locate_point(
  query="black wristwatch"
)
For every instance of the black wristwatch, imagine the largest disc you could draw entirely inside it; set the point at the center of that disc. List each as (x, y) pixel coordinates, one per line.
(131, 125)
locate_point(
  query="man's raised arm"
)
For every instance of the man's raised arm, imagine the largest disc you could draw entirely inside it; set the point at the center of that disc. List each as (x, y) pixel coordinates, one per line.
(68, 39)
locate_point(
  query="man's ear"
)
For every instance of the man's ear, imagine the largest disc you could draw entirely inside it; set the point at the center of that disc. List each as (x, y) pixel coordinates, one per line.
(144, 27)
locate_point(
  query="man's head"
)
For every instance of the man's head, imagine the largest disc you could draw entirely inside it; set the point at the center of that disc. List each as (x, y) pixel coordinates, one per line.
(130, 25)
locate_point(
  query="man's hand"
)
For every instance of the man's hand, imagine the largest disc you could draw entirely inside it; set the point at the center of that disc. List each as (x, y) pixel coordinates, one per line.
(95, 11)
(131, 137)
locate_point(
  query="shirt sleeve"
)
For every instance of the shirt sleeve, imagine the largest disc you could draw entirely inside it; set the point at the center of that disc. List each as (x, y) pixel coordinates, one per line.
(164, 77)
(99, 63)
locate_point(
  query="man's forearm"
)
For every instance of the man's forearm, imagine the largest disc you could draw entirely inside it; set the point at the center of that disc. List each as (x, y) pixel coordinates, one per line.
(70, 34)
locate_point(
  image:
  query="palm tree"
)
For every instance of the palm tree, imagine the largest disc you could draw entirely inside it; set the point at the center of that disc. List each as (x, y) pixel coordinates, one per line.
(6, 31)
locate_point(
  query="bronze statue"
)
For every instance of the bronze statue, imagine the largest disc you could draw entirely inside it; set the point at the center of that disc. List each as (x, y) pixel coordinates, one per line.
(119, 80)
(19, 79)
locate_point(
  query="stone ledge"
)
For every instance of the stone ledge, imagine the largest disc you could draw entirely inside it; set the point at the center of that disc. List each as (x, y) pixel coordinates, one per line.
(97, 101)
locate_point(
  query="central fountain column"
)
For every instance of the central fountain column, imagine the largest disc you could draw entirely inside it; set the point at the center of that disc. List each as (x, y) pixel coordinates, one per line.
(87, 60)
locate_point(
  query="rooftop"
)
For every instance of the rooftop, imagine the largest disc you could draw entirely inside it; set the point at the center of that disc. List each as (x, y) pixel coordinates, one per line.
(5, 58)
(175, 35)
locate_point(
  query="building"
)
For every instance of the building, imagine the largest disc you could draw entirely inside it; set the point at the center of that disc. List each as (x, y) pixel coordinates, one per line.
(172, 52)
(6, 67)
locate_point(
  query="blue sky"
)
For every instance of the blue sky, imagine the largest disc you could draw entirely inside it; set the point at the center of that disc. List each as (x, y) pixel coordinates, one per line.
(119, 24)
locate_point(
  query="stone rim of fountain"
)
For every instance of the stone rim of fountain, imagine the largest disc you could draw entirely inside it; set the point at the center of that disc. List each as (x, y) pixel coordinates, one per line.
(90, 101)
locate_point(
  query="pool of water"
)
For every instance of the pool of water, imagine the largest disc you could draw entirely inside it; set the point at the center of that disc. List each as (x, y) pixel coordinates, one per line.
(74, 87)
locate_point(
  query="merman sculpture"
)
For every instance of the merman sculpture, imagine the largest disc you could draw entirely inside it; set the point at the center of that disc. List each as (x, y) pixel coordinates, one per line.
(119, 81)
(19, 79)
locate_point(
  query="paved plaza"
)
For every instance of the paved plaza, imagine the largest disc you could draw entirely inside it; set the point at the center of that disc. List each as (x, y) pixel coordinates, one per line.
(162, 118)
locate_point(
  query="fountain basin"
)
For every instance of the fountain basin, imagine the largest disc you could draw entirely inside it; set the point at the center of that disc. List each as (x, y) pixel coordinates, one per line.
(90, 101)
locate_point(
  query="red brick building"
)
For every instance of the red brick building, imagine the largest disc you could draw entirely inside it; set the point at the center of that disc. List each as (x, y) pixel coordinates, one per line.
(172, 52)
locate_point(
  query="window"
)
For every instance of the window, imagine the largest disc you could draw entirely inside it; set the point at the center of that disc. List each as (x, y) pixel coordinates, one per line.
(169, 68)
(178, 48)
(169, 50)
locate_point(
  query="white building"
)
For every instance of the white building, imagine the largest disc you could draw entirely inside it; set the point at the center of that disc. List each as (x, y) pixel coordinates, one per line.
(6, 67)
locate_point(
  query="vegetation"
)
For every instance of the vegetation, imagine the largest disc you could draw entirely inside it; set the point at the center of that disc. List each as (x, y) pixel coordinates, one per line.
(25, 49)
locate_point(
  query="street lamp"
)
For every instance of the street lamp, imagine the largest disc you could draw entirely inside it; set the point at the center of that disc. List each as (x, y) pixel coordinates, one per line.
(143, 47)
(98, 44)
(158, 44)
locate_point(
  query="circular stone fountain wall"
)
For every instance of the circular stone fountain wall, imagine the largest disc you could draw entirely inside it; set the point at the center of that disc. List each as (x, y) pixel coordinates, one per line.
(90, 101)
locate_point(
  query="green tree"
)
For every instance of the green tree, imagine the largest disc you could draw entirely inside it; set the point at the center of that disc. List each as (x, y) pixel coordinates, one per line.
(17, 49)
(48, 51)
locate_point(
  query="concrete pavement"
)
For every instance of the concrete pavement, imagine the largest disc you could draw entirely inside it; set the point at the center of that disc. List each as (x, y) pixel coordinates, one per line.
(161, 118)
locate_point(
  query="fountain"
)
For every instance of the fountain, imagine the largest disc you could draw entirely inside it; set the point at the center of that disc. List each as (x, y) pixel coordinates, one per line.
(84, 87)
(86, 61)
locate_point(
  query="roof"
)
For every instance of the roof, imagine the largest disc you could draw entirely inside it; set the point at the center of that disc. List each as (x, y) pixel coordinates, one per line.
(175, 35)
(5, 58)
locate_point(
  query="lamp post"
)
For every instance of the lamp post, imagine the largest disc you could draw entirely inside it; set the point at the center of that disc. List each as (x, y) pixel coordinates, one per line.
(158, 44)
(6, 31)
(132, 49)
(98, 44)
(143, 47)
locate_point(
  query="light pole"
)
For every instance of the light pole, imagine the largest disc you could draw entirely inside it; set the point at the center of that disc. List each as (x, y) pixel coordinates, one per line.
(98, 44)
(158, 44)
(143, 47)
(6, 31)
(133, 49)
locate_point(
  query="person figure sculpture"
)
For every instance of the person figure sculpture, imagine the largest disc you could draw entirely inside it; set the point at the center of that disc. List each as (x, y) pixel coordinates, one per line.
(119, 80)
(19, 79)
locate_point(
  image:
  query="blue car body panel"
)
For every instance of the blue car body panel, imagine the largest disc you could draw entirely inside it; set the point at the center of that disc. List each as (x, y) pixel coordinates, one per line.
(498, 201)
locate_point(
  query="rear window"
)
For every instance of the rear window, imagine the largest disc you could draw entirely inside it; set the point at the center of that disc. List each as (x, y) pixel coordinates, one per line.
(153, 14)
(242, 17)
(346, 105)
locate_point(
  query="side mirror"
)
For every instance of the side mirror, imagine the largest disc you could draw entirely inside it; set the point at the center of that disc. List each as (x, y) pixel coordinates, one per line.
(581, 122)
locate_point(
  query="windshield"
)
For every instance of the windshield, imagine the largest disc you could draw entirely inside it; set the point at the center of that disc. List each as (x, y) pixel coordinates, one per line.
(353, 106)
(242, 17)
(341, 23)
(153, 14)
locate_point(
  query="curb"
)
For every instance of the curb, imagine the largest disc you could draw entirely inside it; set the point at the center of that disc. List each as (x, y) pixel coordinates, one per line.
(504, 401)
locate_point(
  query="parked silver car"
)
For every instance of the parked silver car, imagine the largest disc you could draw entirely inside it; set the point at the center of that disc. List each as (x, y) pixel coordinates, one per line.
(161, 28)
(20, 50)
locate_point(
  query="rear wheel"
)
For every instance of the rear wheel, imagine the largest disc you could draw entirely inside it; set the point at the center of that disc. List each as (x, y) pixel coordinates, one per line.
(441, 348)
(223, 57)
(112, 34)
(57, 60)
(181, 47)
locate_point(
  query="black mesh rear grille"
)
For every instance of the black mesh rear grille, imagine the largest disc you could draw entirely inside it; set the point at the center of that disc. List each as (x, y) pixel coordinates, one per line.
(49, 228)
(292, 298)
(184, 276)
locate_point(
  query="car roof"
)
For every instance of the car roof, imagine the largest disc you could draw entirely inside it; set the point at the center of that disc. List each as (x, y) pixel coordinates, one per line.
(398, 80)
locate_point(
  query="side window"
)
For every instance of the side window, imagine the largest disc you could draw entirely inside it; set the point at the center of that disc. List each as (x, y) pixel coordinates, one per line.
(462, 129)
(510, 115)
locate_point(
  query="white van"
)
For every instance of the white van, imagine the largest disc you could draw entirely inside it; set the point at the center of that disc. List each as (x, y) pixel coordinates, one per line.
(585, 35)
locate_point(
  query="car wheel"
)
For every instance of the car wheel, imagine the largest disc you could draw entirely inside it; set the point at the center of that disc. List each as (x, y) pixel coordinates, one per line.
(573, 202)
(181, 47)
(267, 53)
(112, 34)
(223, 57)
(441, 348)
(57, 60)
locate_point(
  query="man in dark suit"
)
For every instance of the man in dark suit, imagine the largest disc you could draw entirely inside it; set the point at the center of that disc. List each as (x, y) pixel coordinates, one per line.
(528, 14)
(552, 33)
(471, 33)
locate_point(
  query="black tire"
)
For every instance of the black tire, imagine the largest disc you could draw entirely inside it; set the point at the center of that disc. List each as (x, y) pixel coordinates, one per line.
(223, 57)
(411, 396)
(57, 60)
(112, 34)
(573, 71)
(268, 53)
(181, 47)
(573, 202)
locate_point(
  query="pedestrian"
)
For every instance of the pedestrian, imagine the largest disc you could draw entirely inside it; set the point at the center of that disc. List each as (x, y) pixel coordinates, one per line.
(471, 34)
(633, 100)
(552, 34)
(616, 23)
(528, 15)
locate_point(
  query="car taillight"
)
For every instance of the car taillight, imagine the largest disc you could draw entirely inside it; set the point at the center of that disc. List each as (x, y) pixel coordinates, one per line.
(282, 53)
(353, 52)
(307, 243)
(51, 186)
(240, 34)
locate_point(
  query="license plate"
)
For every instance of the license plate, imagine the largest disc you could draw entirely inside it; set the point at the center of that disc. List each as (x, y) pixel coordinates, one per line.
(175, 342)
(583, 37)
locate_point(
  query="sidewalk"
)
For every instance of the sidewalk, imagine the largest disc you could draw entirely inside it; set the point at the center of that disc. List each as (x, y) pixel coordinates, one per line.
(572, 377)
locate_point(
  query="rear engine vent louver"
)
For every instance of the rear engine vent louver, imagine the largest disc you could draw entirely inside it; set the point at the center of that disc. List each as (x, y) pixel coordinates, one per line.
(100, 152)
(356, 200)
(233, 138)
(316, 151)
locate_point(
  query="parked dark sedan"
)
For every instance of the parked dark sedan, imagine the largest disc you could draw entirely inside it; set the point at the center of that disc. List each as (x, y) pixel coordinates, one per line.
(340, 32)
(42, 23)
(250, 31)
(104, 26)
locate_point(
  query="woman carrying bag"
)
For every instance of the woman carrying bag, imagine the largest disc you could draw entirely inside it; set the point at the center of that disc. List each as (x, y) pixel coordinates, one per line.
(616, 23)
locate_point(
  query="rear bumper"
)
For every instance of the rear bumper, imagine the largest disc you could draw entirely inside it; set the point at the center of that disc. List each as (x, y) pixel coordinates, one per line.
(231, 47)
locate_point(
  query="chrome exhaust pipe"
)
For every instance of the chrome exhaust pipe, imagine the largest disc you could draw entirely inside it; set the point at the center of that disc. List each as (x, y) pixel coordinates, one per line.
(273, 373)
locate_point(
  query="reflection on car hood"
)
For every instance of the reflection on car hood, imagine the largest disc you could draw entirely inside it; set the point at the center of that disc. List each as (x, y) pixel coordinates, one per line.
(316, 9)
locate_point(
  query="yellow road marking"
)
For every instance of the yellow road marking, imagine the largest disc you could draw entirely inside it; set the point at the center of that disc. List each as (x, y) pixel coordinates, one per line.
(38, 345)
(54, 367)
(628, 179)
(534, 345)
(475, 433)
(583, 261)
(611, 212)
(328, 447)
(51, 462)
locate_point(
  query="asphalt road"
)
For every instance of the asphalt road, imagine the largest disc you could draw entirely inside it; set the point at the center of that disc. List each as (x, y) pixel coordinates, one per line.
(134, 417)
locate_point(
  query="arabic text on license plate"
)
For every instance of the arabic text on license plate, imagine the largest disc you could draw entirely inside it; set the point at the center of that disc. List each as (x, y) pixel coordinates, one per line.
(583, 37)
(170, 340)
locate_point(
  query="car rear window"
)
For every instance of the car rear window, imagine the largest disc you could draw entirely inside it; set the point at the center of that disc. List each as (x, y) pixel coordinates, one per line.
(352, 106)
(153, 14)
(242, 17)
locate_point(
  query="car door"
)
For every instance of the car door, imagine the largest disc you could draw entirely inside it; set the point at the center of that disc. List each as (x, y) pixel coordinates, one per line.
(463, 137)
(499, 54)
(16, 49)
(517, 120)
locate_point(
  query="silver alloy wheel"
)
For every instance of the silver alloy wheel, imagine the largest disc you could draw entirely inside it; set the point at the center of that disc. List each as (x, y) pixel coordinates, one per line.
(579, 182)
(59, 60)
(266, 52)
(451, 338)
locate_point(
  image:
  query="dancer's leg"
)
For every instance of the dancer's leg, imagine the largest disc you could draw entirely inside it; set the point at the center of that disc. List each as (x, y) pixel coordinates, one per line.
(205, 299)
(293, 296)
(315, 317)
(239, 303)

» **AIM OF THE TASK**:
Pull from the records above every line that contains the word "pavement", and list those lines.

» **FULL OUTPUT**:
  query="concrete pavement"
For every instance of the concrete pavement, imagine the largest disc you could draw entirely inside it; set the point at the center of that disc. List each as (x, y) pixel coordinates, one per line.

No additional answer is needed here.